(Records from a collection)
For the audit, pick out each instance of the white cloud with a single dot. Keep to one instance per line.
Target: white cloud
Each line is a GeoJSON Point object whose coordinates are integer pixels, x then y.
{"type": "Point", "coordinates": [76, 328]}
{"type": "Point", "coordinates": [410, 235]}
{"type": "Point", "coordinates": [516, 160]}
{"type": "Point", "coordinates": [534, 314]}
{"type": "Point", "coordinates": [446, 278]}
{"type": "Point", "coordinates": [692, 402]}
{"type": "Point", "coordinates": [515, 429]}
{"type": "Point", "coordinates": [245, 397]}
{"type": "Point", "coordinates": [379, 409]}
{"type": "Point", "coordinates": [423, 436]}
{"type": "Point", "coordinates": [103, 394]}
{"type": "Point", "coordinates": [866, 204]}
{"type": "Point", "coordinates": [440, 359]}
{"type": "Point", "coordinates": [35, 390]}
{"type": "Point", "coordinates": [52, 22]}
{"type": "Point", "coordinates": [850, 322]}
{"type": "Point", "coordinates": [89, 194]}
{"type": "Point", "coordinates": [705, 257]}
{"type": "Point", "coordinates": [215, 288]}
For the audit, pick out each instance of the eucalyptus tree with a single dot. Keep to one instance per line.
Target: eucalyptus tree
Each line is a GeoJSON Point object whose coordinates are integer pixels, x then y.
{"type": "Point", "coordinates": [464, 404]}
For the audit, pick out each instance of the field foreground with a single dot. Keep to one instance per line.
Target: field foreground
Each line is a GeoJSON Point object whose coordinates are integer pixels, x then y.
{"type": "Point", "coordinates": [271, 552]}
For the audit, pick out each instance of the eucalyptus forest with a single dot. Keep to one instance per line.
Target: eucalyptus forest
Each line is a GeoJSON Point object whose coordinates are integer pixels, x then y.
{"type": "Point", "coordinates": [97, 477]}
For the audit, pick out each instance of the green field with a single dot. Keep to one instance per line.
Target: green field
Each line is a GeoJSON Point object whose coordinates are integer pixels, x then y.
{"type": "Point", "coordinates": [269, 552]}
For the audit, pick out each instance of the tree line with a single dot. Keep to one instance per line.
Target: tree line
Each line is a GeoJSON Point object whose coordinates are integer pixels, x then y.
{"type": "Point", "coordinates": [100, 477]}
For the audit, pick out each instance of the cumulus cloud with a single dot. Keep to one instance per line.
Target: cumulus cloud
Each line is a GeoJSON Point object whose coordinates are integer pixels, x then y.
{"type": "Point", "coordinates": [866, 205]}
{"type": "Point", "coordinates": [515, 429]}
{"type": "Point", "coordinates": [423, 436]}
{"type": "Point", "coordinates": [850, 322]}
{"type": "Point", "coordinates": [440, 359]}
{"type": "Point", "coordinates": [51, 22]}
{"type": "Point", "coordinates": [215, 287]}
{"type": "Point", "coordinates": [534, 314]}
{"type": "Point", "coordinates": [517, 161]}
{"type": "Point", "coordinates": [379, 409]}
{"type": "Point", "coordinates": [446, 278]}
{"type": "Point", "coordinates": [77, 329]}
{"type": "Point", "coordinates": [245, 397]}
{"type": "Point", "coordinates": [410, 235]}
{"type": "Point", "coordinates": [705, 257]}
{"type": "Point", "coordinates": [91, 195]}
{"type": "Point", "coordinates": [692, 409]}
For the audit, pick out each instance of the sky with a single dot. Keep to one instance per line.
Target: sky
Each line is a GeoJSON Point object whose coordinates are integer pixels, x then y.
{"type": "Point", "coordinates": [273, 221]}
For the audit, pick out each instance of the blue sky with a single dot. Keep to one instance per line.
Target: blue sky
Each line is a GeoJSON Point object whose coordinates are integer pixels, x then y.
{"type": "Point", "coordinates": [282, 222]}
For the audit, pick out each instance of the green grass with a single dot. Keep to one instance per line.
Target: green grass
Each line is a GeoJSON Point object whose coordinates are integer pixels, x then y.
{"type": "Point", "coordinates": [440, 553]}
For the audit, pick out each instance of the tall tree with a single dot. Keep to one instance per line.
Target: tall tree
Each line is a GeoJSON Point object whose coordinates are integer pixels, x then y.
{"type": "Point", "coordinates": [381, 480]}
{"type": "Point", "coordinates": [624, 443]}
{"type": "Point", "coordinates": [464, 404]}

## The exercise
Repeat the rows starting with the line containing "For the audit, pick out each instance of the blue" and going on through the end of the rows, swapping "audit" for "review" and leaving everything else unchanged.

## The reply
For the review, pick out each instance of the blue sky with a single dot. Keep to one instance per line.
Target: blue sky
Each line is a GeoJSON Point object whose coordinates are integer pixels, x then y.
{"type": "Point", "coordinates": [282, 222]}
For the review, pick out each instance of the green grass with a single dot. Keep to one instance per line.
Target: green grass
Each line is a GeoJSON Point object whose coordinates are integer pixels, x then y.
{"type": "Point", "coordinates": [440, 553]}
For the review, pick out each instance of the tall tree with a single dot. Keep to one instance per line.
Target: tall tree
Each line is a GeoJSON Point object whose coordinates are integer pixels, x then y.
{"type": "Point", "coordinates": [381, 480]}
{"type": "Point", "coordinates": [624, 443]}
{"type": "Point", "coordinates": [464, 404]}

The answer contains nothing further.